Carta Aberta

Carta Aberta a Sua Excelência o Senhor Ministro do Ambiente, Ordenamento do Território e Desenvolvimento Regional, Prof. Doutor Francisco Nunes Correia sobre a Portaria n.º 143/2009, de 5 de Fevereiro – Pesca Lúdica no PNSACV

Perante a publicação de mais uma normativa a aplicar na área do Parque Natural do Sudoeste Alentejano e Costa Vicentina, não quero, porque não posso e também porque não devo, como cidadão natural do Concelho e investido no cargo de Presidente da Câmara Municipal deste Município de Vila do Bispo, deixar de vir junto de V. Exa., como responsável máximo pela tutela do ICNB e do PNSACV, manifestar o mais veemente protesto e desagrado pela forma persecutória como esta parcela de território tem sido sucessivamente alvo de medidas ditas de “ordenamento” e de “regulação” da actividade humana, sem atender minimamente ao elemento principal que aqui habita e trabalha, ou seja, o Homem.

Saberá Vossa Excelência Senhor Ministro da classificação de Área de Paisagem Protegida (Dec. Lei nº 241/88), da passagem a Parque Natural (Dec. Reg. n.º 33/95, alterado pelo Dec. Reg. n.º 9/99); dos embargos decretados às construções nas urbanizações – ZOT - com alvará de loteamento em vigor; das Medidas Preventivas decretadas em Fevereiro de 2008 (RCM nº 19/2008), paralisando ou bloqueando parte do desenvolvimento urbanístico ou turístico deste Concelho; das Portarias da Pesca e Apanha Comercial que, mais do que regular os recursos naturais existentes, asfixiam a vida económica e social de pescadores e apanhadores de marisco na Costa Vicentina; da proposta de Regulamento da Revisão do Plano de Ordenamento do PNSACV, com medidas fundamentalistas, desmesuradas, sem fundamento ou objectividade e que a tornar-se eficaz seria o descalabro social e económico destas terras e destas gentes. Por fim, a Portaria nº 143/2009 a dar mais uma machadada na economia local.

Não vou nesta missiva evocar e enumerar os vários erros e incongruências de que esta portaria enferma, e que são muitas, desconexas e contraditórias, pretendendo com o devido respeito, pessoal e institucional, que é muito, questionar se V. Exa., que para além de titular da pasta do Ambiente e Ordenamento do Território, é também titular do Desenvolvimento Regional, o que implica o desenvolvimento e a sustentabilidade económica e social local, tem conhecimento dos factos e respostas para as seguintes questões:

• Porque será que cada vez que o Ministério do Ambiente e/ou ICNB se lembram do PNSACV e do Município de Vila do Bispo é para lhe aplicarem medidas e normativas castradoras das suas capacidades e provocar limitações várias à sua população?

• Porque será que neste território, em nome de valores naturais, na maior parte dos casos mal avaliados e fundamentados, é sempre o Homem a sair desvalorizado e desfavorecido?

• Porque será que as medidas negativas são sempre aplicadas às populações mais desfavorecidas e aos municípios mais desertificados? E as medidas positivas, de incentivos financeiros, investimentos e alterações aos Planos de Ordenamento viabilizadoras de investimento, acontecem sempre nos municípios ricos e populosos?
=-=-=
Requisitos da tarefa
Por favor, transcreva sem alterações o trecho da carta aberta de "Perante a publicação" a "seja, o Homem.".

[Registos de anotação de posição]
=-=-=
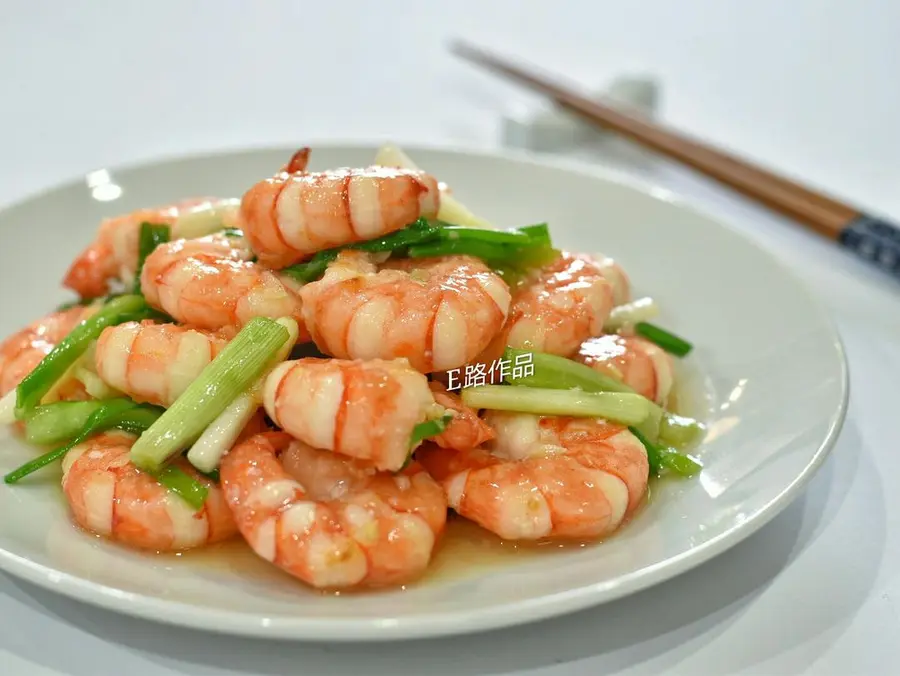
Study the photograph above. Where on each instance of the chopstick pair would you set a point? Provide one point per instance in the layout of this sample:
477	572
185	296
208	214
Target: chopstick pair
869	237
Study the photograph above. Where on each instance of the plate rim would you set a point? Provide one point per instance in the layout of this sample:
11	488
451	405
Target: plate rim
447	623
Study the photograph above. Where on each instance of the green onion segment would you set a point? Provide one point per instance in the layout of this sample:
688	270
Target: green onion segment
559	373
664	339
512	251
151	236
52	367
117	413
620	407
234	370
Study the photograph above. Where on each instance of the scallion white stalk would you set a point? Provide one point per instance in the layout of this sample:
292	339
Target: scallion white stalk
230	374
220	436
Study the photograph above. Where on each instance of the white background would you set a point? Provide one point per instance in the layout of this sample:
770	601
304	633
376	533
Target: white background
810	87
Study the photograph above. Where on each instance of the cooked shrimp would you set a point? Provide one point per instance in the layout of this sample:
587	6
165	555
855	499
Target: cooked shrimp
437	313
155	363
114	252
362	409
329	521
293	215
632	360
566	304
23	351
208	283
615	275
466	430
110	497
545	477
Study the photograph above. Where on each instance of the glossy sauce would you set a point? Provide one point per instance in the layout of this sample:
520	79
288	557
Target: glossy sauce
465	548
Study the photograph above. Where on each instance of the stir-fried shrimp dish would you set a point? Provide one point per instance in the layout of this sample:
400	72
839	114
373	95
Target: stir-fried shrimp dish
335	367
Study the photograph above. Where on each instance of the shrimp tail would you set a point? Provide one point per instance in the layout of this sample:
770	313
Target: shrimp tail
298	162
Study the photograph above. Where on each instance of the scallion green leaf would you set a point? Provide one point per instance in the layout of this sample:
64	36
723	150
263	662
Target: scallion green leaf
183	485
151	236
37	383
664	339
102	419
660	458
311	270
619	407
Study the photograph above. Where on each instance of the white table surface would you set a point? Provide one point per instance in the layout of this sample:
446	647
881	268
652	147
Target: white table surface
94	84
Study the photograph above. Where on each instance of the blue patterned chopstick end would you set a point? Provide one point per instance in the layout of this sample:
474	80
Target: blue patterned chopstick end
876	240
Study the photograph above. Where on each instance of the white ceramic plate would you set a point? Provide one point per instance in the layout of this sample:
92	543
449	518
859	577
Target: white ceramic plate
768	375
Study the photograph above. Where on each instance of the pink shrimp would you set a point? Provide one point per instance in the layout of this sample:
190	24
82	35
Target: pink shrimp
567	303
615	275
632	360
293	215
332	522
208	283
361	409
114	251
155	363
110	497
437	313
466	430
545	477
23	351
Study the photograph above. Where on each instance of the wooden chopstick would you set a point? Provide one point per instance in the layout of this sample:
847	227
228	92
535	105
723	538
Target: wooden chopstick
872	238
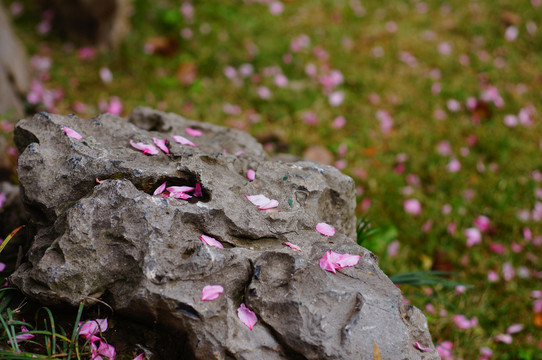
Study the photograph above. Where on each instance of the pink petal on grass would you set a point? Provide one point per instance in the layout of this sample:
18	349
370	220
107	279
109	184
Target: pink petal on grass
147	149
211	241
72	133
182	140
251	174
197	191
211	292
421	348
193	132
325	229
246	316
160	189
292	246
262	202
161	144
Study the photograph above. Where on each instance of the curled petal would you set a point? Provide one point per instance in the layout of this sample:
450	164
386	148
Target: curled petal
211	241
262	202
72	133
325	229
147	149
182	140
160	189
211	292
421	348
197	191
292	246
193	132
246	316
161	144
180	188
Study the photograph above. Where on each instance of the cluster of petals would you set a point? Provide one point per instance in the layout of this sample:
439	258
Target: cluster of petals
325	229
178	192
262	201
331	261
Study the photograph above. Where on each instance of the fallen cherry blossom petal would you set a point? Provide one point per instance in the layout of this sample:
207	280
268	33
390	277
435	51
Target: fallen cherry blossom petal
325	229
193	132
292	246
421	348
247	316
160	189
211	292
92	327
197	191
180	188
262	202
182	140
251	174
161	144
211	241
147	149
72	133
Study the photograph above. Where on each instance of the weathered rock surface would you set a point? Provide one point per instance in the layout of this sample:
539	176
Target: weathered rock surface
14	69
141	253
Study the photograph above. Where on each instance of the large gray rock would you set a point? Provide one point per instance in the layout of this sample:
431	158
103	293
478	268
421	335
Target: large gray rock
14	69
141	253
=-=-=
Resultado da tarefa
Perante a publicação de mais uma normativa a aplicar na área do Parque Natural do Sudoeste Alentejano e Costa Vicentina, não quero, porque não posso e também porque não devo, como cidadão natural do Concelho e investido no cargo de Presidente da Câmara Municipal deste Município de Vila do Bispo, deixar de vir junto de V. Exa., como responsável máximo pela tutela do ICNB e do PNSACV, manifestar o mais veemente protesto e desagrado pela forma persecutória como esta parcela de território tem sido sucessivamente alvo de medidas ditas de “ordenamento” e de “regulação” da actividade humana, sem atender minimamente ao elemento principal que aqui habita e trabalha, ou seja, o Homem.